# Selected excerpt
::::

1. How did the court respond to SeaWorlds position that killer whales are not recognized hazards because...

Question:

1. How did the court respond to SeaWorld’s position that killer whales are not recognized hazards because of the employer’s training and safety program?

2. Did the court decide that the assumption of the risk doctrine should apply in this case?

3. Killer whale trainers make a career out of their courageous work playing and interacting with whales; should not the court let individuals accept the inherent unreasonable risk of harm in their performances like it does with professional football players and NASCAR drivers?


On February 24, 2010, a performance was still in progress when Tilikum, a 32 year old killer whale, seized SeaWorld trainer Dawn Brancheau and pulled her off her platform into the pool causing her death. The Secretary of Labor issued citations alleging two instances of “willful” violations of the general duty clause for exposing trainers to recognized hazards of drowning or injury when working with killer whales during performances. The Secretary of Labor set forth abatement procedures prohibiting trainers from working with whales unless the trainers are protected through the use of physical barriers or the use of decking systems. The Secretary proposed a penalty of $70,000. SeaWorld appealed, contending its training adequately controlled the risk. And, it asserted that trainers formally accept and control their own exposure to risks, like the risks inherent in much of the sports and entertainment industries.

::::

# Material
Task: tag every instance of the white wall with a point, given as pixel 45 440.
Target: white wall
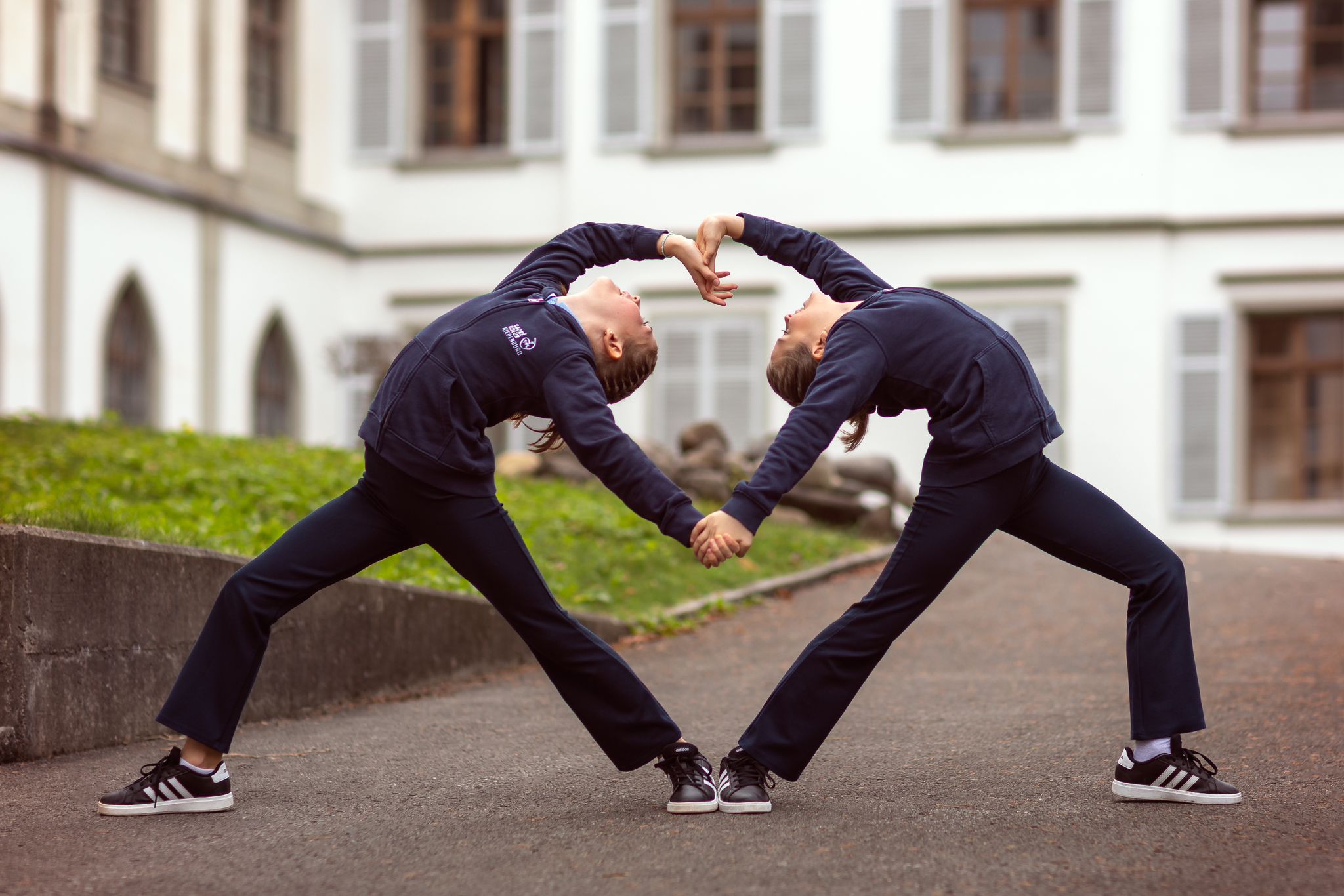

::::

# Work to do
A: Write out the stretch of the SeaWorld case text from "2. Did the court" through "and NASCAR drivers?" word for word.
B: Extend the SeaWorld case text beyond its last sentence.
The data above come from a source unrelated to the SeaWorld case text.

# Final results
A:
2. Did the court decide that the assumption of the risk doctrine should apply in this case?

3. Killer whale trainers make a career out of their courageous work playing and interacting with whales; should not the court let individuals accept the inherent unreasonable risk of harm in their performances like it does with professional football players and NASCAR drivers?

B:
JUDICIAL OPINION

RODGERS, C. J.… The general duty clause, § 5(a)(1) of the Occupational Safety and Health Act, provides: “Each employer shall furnish to each of his employees employment and a place of employment which are free from recognized hazards that are causing or are likely to cause death or serious physical harm to his employees.” 29 U.S.C. § 654(a)(1)…. The duty was to be an achievable one…. So understood, the court held that “[a]ll preventable forms and instances of hazardous conduct must ... be entirely excluded from the workplace.”…

A.

Whether a work condition poses a recognized hazard is a question of fact. See Baroid Div. of NL Indus., Inc. v. OSHRC, 660 F.2d 439, 446 (10th Cir.1981)….

SeaWorld’s position is that working with killer whales was not a recognized hazard because its training and safety program adequately controlled the risk. To train its killer whales, SeaWorld uses “operant conditioning” to reinforce desired behaviors with food or other rewards. It also trains its employees who work with killer whales to recognize particular behaviors that it calls “precursors,” which indicate that the killer whales may act aggressively, and keeps detailed incident reports of when its killer whales had behaved aggressively or otherwise undesirably toward trainers, including pulling trainers into the pool. The Secretary presented evidence that the killer whales posed a hazard in spite of SeaWorld’s safety measures. On multiple occasions, including the death of Ms.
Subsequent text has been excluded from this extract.